§ **Exercise tasks**
1 – Name each of the photovoltaic plant scenarios that the Talos project covers, as listed in the podcast transcript on the Talos project.
2 – Write the next part of the podcast transcript on the Talos project, picking up right after its final question.

§ **Selected extract**
* begin *
Episode Transcript
[00:00:10] Speaker A: Welcome to the EU Energy Projects podcast, a podcast series from Enlit and friends focusing on the clean energy transition for the European Union and the EU Commission funded energy projects that will help us achieve it. My name is Areti Daradimo. I am the editor of the EU Energy Projects podcast and your host.
The crucial role of solar power in the energy transition requires no introduction, but the ever increasing scale of solar pv operations has thrown up a range of challenges. Today, we're diving into the world of large scale solar energy with the Talos project. Talos is developing cutting edge robotics and artificial intelligence to automate operations and maintenance tasks in photovoltaic plants. These sprawling installations, often located in remote areas, face challenges like finding skilled labor and ensuring worker safety. In greek mythology, Talos was a giant bronze automaton made to protect Crete from pirates and invaders. He circled the island's shores three times daily.
It seems like an appropriate name for the robots being developed to protect the pv panels.
My co host, Ross Hasty, spoke to senior project manager Daniel Albuquerque in Lisbon. To find out more, we'll hear about the unique challenges of different environments, including dealing with bird droppings on floating solar panels.
Stay tuned for a conversation about the future of solar power and the robots that will help us harness it.
[00:01:59] Speaker B: Daniel, welcome to the EU Energy Projects podcast. We're chatting about the Talos project.
Why don't you give us a quick overview of the project's objectives?
[00:02:11] Speaker C: Hi Ross, and thanks for having me. It's a pleasure to be here with you today and talk a little bit more about talos. So I think before the objectives, I usually like to start by giving a little bit of the motivation that is behind the project. So basically, our main drivers are everything there is to do with the size of these pv plants. So we're talking about photovoltaic plants that are growing quite a lot in the last decade, especially in the last two years, we believe that the size of these pv plants grow by four times. So it's quite, quite a lot of area that these pv plants now cover. And at the same time, the fact that these parks are located in remote locations. So due to some land costs and even some land competition, that exists also, we have been feeling this for quite a while now, a shortage of skilled workforce. This is something that is already happening, and the trend is only to increase. So this is something that also worries us and then the inner dangers that exist of working in such a place. There is a power plant. So giving this motivation, we have this objective, which is to develop cutting edge robotics and also some digital tools that can perform operation and maintenance tasks in pv plants in a completely autonomous way and without human intervention. In Talus, this, in fact, is a reality that spans across three different pv scenarios. So we'll have the land based, which is the conventional pv that we see across fields in the countries, and then we have the floating pv. These are pv panels that are installed above the water bodies of lakes, or even water reservoirs of dams. And then we'll have another scenario, which is Agri PV or agrivoltaics, which is this duality between production of energy and food at the same time.
[00:04:22] Speaker B: Very interesting. So tell us a little bit about the differences between the on site operations between land and floating and agri. I imagine the technical challenges that you have to overcome, and each of those is slightly different.
* end *
§ **Data supplied**
* begin *
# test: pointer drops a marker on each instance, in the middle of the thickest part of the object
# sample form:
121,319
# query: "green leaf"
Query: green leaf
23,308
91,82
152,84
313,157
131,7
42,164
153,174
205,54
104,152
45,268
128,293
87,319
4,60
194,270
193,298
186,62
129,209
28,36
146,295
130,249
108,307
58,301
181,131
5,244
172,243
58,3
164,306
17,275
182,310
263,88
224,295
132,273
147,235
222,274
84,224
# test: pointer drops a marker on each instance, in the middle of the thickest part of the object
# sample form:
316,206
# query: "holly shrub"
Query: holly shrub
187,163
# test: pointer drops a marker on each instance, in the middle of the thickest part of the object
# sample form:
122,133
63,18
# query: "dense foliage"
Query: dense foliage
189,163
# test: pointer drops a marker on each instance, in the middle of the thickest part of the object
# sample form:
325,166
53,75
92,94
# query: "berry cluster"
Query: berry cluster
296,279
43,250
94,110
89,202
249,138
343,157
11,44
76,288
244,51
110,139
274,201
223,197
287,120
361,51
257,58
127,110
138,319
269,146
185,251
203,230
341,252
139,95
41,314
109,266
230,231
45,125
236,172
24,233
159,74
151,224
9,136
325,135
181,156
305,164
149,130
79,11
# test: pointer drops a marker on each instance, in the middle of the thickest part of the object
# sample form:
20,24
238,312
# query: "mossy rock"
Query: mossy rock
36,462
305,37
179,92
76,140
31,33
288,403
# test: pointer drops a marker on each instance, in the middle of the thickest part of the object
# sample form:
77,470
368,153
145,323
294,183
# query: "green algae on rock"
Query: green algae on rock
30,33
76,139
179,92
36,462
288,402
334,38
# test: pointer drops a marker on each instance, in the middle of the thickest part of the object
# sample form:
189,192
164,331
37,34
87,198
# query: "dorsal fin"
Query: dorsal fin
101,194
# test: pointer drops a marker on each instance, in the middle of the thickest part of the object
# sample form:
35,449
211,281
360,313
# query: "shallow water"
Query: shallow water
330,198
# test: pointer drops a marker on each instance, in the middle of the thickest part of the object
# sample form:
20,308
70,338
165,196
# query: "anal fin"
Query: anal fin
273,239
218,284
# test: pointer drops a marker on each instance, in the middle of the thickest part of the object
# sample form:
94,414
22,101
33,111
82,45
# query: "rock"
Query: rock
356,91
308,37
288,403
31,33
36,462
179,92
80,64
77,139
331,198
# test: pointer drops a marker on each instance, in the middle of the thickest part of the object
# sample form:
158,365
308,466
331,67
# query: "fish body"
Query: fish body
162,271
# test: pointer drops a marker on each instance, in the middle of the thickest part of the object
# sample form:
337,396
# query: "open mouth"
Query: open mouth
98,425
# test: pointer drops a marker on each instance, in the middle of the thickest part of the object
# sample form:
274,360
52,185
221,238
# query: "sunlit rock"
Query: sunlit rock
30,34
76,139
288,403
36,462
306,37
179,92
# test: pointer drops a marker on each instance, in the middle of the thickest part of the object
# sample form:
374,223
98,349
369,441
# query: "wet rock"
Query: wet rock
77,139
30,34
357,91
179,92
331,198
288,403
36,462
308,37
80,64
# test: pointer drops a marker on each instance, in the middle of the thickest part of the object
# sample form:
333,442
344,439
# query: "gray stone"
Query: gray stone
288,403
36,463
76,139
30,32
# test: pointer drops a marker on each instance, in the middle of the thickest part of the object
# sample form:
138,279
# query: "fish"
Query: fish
* end *
§ **Results of the tasks**
1 –
- Land-based PV: the conventional PV seen across fields.
- Floating PV: panels installed above the water of lakes or dam reservoirs.
- Agri-PV, or agrivoltaics: producing energy and food at the same time.

2 –
[00:04:41] Speaker C: It is in fact, so for the conventional pv, I think that the biggest challenge now is the scale of the projects. The utility scale projects are very, very big. We are talking now about, for instance, China is planning on having multi gigawatts of pv plants installed in the remote areas, deserted areas of the country. And when we think about maintaining this kind of assets, this is a huge challenge. So that's why for this specific case, we think that robotics can also be applied, especially for the cleaning part, and also, for instance, vegetation management. Then for the floating part, we are facing quite a big challenge that was not foreseen at all, which is about the bird droppings. One of our assets, I mean, I'm talking now as an EDP employee, right? And one of our assets in Alkyv is facing this challenge for quite a while now. And again, we have this objective of having every operation and maintenance tasks being more or less dealt with by robots. And finally, the aggravoltx is quite of a new field. And we are also trying to explore how this duality can work together, because it's difficult to have some panels that are more or less mixed within crops, because they have the shedding effect on the crops, etcetera. So these panels can affect or not, let's see, the crop healed. And this is something that we want to assess. So, on this agrivoltaic part, we are more on the, on the pilot phase. We are just testing some small configurations and see if they will be scalable or not in the future.
[00:06:31] Speaker A: Did you know that Enlit has another podcast? The Energy Transitions podcast is a broad ranging bi weekly podcast about the people accelerating the energy transition in Europe and beyond. You can find it on Spotify, Apple, or wherever you enjoy your podcast.
[00:06:52] Speaker B: NiT became aware of this project, and we got involved in covering the project when Enit went to our edPs, a floating voltaic project in al Qaeva. Tell us a little bit more about EDP's involvement in the project.
[00:07:06] Speaker C: Overall, the whole objective of the project is very important to any energy utility that focuses mainly on renewable energy sources. And EDP is one of those energy utilities. But in fact, the concept of Talos, the initial idea and the scope, they were crafted more or less in an ideation process that involved several companies within ADP, together with several partners that in fact ended up being our partners in this consortium in Talus. But this ideation process mainly was a process that was managed by three companies. So EDP new, that's the company I work for. We are basically the R and D center of EDP, and then we ideate this together with renewables and EDP generation. So to have conventional pilots onboard of the project, the same with the floating from the EDP generation. We are owners of three of the four pilots within this project. So we have a big presence on the project. And we also want to work quite a lot for the success of this project, because as end users of this project, all the solutions that will be developed and tested during the project, we hope that we can use them also in the future.
[00:08:30] Speaker B: And who are some of the other partners?
[00:08:32] Speaker C: So we have different kinds of partners. We have universities, other end users too, in the project. So we have a big operation and maintenance service provider, which is now.
Then we have universities and R and D centers. We have the University of Wagningen in the Netherlands. We have R and D centers, such as Certh from Greece and Dinesh tech from Portugal. Then we have different industries and SME's and startups, more on the robotics part and the AI tools development.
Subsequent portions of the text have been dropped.